- [Source material]:
↓
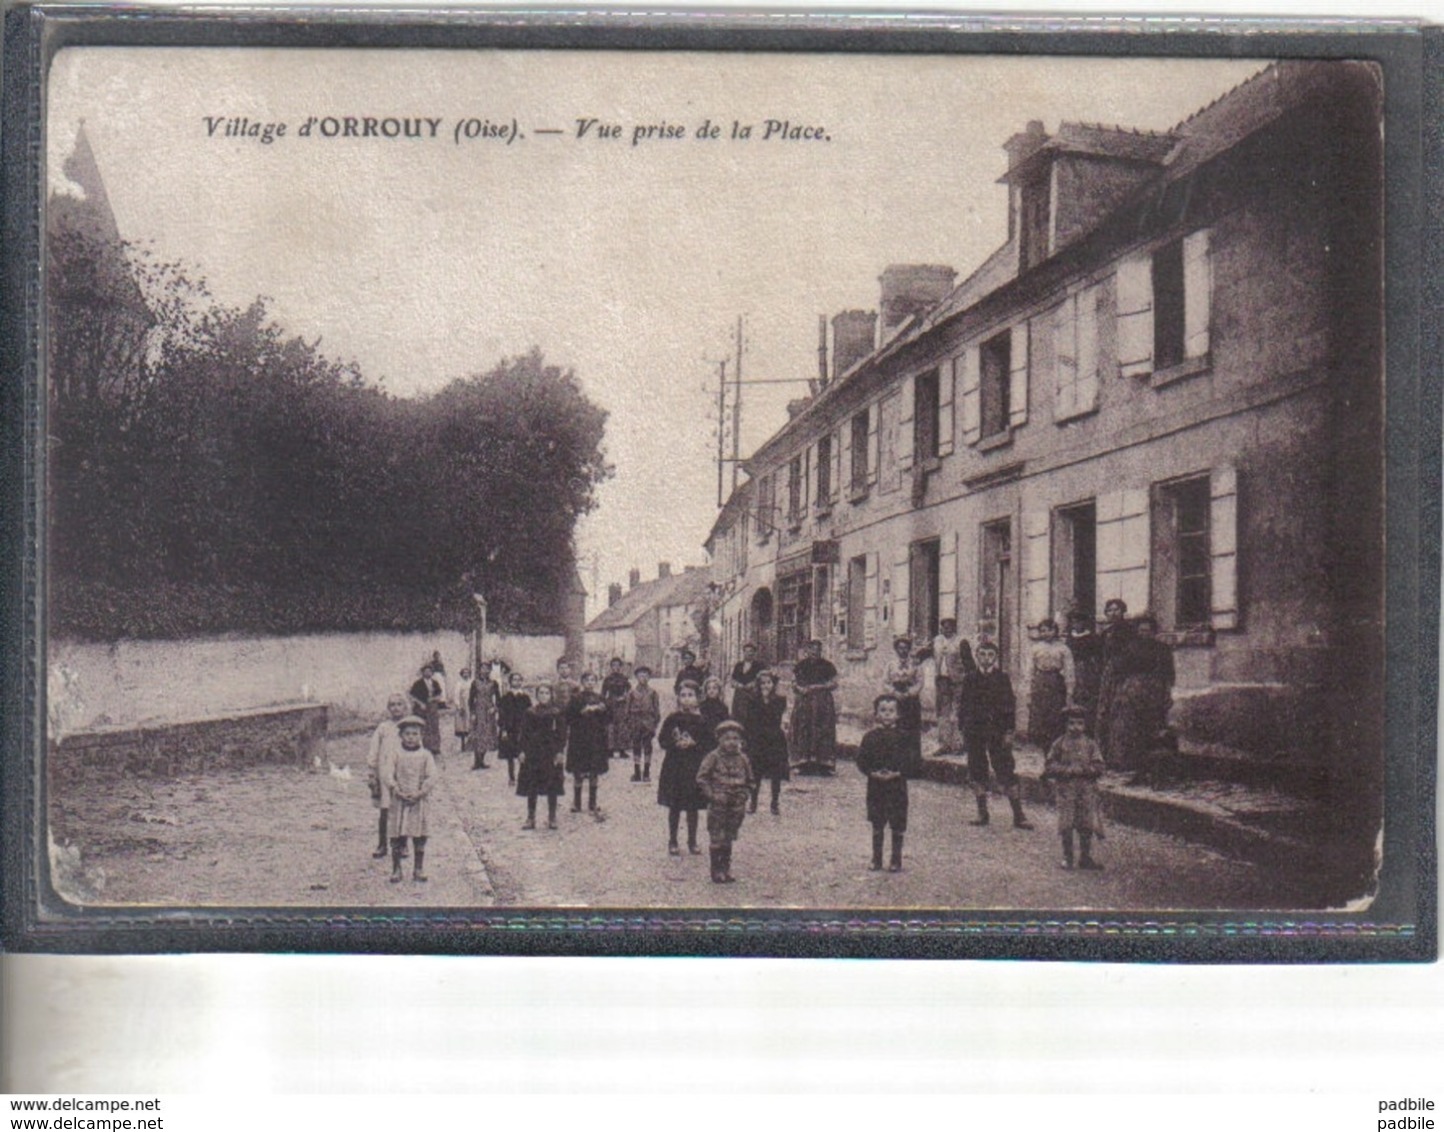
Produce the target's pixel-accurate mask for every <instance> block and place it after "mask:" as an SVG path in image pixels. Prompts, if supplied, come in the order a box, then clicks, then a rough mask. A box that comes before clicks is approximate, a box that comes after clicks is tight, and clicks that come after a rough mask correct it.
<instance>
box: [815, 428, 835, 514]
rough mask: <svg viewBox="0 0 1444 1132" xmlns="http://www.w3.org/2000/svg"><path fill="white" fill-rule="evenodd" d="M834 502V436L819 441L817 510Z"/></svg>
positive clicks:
↑
- [Work task]: Only the lines from the one with "box: [815, 428, 835, 514]" through the end of the records above are to be copied, exactly as written.

- [Your solution]:
box: [815, 428, 835, 514]
rough mask: <svg viewBox="0 0 1444 1132" xmlns="http://www.w3.org/2000/svg"><path fill="white" fill-rule="evenodd" d="M834 502V436L819 441L817 510Z"/></svg>
positive clicks:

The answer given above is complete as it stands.